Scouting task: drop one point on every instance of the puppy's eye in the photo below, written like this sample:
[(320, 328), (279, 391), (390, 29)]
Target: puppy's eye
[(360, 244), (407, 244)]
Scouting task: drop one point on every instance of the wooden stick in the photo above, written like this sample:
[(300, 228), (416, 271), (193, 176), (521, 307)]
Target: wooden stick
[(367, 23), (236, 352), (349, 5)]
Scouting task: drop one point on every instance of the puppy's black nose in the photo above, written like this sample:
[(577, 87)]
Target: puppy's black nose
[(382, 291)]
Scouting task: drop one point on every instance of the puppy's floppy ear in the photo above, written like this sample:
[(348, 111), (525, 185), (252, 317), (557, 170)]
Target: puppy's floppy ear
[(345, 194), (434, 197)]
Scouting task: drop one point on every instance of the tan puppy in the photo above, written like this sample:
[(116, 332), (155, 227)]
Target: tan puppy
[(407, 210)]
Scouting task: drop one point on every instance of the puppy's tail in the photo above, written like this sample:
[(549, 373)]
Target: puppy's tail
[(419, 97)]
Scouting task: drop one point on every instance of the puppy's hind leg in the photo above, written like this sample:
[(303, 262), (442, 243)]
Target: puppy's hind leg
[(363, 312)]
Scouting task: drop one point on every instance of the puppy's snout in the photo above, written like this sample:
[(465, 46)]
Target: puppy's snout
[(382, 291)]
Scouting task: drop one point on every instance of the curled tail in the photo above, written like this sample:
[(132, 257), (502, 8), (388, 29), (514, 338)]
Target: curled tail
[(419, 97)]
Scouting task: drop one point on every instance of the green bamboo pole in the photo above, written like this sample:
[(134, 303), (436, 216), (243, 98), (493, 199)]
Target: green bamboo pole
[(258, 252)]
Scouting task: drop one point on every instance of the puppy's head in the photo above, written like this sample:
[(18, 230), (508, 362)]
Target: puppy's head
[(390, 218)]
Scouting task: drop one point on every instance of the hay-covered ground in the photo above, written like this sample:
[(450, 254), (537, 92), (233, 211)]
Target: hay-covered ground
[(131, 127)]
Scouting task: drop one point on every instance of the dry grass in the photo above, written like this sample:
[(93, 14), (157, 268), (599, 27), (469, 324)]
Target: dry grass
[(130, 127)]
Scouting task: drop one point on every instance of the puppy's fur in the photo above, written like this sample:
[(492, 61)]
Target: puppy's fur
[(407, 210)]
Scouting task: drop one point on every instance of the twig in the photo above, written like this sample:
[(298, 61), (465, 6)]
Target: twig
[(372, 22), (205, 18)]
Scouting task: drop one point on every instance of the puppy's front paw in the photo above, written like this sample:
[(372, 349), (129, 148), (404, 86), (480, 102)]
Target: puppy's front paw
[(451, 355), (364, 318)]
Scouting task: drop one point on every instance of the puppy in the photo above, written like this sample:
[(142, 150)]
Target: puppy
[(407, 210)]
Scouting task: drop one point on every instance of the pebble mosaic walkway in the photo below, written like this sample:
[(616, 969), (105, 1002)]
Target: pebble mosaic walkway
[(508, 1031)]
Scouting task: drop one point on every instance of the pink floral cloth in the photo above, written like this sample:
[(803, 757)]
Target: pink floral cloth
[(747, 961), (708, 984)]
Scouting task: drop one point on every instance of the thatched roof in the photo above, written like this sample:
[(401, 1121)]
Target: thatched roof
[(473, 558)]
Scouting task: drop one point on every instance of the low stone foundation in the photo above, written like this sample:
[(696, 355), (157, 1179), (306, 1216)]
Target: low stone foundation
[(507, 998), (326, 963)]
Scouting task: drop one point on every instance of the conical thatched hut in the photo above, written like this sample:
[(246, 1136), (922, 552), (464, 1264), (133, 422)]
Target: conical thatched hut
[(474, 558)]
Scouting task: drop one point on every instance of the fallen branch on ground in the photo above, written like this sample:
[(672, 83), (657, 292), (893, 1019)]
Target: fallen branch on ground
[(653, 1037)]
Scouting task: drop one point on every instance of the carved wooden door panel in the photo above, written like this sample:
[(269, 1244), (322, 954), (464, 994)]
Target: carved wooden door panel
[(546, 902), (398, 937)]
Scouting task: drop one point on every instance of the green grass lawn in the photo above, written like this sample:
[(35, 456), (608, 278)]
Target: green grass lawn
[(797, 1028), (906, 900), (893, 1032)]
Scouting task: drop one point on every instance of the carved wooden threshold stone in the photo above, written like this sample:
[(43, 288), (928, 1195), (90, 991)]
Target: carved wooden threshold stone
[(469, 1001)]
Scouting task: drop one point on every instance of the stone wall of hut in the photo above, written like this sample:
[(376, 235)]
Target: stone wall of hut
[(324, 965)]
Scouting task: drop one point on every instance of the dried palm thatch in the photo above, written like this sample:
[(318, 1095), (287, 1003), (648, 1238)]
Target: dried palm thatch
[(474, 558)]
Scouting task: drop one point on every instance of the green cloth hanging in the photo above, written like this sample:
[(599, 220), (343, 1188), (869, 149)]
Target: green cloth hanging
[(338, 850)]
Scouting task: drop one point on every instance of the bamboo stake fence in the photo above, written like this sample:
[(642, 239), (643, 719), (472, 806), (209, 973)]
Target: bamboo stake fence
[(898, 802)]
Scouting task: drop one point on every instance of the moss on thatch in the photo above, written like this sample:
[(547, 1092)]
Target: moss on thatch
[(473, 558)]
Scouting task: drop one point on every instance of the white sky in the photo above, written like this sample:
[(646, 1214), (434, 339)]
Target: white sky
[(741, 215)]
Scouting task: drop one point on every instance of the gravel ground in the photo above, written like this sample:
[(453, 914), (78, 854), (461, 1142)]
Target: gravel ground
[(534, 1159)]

== == ==

- Task requirements
Copy out the lines of the records above, from the line containing "the puppy's fur" through the line containing "[(507, 998), (326, 963)]", with both of those lines included.

- Task response
Scouting task: drop one point on every instance of the puppy's fur in the photo above, written like this sample:
[(492, 61)]
Target: puppy's fur
[(407, 210)]
Scouting task: drop one point on every instance of the twig in the photo above, written like this sample:
[(298, 61), (465, 6)]
Target: twig
[(372, 22), (205, 18)]
Scouting task: drop one point on every instance of the puppy's front paw in the photo above, written like this sample:
[(372, 349), (129, 148), (404, 86), (480, 102)]
Target: puppy's front paw
[(451, 355), (364, 318)]
Scouting task: drop one point on every instance of the puppy in the photo above, written like this sample:
[(142, 150)]
Target: puppy
[(407, 210)]
Scouting task: drop one point on every instance of the pebble mosaic walkway in the photo below, written like this sample:
[(616, 969), (105, 1002)]
Target: pebble mosaic walkway
[(508, 1031)]
Scouting task: drop one point on every instance of the pink floral cloth in the photo above, written like this sample:
[(803, 757)]
Target: pink floral cloth
[(747, 961), (708, 984)]
Scouting task: drop one point on every instance of the thatched roof in the photo above, written like this sample:
[(401, 1121)]
Target: thatched roof
[(473, 558)]
Scouting task: drop one point on every instance of the low stone foundation in the photo above, written like this sample:
[(696, 355), (157, 1179), (306, 1216)]
Target: low stone foundation
[(507, 998), (326, 963)]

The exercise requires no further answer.